No.52-遠吠え通信迷惑版

遠吠え通信迷惑版(H29・5・29)

*先の読めない世界

 昨年は英国のユーロ離脱、米国大統領選での、まさかのトランプ勝利、今年に入ってからは仏大統領選で極右のルペン候補の善戦もあり、もしユーロ離脱を主張するルペンが当選でもすれば、英仏と独の内、ユーロの中核国家である2か国が抜けるとなると、残る独1か国でユーロを支えることは出来ず、つまりはユーロ崩壊となる危ない状況でもあった。事前の予測でも、ルペンはないとはなっていたが、英国やトランプのときも、それはなかろうというのが、大方の予測であり、今の世界は何が起こるのか、まったく先の読めない世界と化している。明日、北朝鮮で何か起こったとしても、おかしくない世界となっているのである。

§ **元データ**:

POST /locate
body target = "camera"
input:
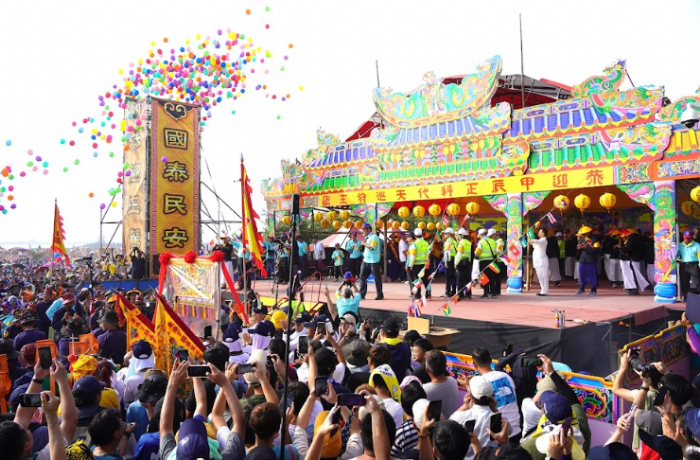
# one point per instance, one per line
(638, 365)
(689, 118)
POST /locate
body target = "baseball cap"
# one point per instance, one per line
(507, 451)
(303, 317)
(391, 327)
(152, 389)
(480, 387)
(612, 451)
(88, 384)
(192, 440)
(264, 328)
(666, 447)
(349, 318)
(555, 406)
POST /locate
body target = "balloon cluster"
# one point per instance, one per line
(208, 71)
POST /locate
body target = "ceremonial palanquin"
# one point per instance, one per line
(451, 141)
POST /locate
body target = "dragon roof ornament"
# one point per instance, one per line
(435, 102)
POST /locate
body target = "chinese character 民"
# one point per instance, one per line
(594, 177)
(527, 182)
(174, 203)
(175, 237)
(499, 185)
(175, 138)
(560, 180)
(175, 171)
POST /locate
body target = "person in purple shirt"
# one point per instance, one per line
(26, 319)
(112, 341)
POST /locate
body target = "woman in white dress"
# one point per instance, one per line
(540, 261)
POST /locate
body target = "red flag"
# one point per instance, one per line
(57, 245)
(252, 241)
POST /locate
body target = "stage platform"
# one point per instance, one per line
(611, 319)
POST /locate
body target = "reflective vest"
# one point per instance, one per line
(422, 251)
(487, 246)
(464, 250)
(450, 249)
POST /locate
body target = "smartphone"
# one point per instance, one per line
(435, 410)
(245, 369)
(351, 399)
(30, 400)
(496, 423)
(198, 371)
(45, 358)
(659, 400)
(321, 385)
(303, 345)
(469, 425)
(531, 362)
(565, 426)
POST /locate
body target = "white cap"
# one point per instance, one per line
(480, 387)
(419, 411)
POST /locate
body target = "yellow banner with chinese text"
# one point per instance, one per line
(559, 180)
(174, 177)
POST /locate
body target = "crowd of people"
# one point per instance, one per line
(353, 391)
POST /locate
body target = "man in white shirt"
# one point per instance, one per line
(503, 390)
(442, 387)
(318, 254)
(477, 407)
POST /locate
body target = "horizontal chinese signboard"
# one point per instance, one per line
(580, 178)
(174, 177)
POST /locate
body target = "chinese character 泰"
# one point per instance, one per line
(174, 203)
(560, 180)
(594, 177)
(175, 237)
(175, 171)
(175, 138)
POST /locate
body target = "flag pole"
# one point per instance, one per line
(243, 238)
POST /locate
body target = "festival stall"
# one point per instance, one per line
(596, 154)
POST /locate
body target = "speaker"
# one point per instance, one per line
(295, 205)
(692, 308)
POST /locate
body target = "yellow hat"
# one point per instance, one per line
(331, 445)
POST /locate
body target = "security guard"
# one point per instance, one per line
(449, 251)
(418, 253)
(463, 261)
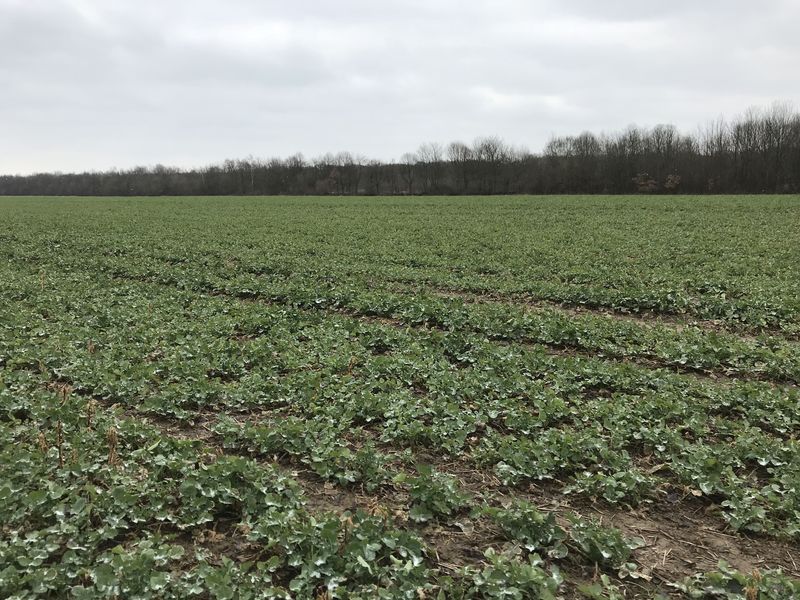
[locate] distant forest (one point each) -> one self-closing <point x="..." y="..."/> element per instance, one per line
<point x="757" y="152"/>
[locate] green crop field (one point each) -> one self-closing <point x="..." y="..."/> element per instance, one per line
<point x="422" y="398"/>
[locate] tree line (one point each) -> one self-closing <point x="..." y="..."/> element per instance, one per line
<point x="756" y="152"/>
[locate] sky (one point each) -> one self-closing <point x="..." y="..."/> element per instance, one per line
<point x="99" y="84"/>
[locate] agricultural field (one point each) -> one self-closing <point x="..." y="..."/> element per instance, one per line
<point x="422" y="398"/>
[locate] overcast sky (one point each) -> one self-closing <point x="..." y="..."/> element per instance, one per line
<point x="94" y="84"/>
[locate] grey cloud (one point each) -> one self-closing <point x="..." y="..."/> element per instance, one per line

§ **作業指示**:
a) 引用文で、昨年と今年に起きた出来事として挙げられているものをすべて書き出しなさい。
b) 次の(i)〜(iii)が引用文の内容と合っているかどうかを「はい」か「いいえ」で答え、判断の決め手となる引用文の語句をそのまま添えなさい。
(i) 事前の予測では、ルペンが当選すると見られていた。
(ii) 独1か国だけではユーロを支えられないと述べられている。
(iii) 英国やトランプのときの結果は、大方の予測どおりだった。
答えるときは引用文だけを根拠にすること。

§ **演習の解答**:
a)
・英国のユーロ離脱(昨年)
・米国大統領選での、まさかのトランプ勝利(昨年)
・仏大統領選で極右のルペン候補の善戦(今年)

b)
(i) いいえ。「事前の予測でも、ルペンはないとはなっていた」
(ii) はい。「残る独1か国でユーロを支えることは出来ず」
(iii) いいえ。「英国やトランプのときも、それはなかろうというのが、大方の予測であり」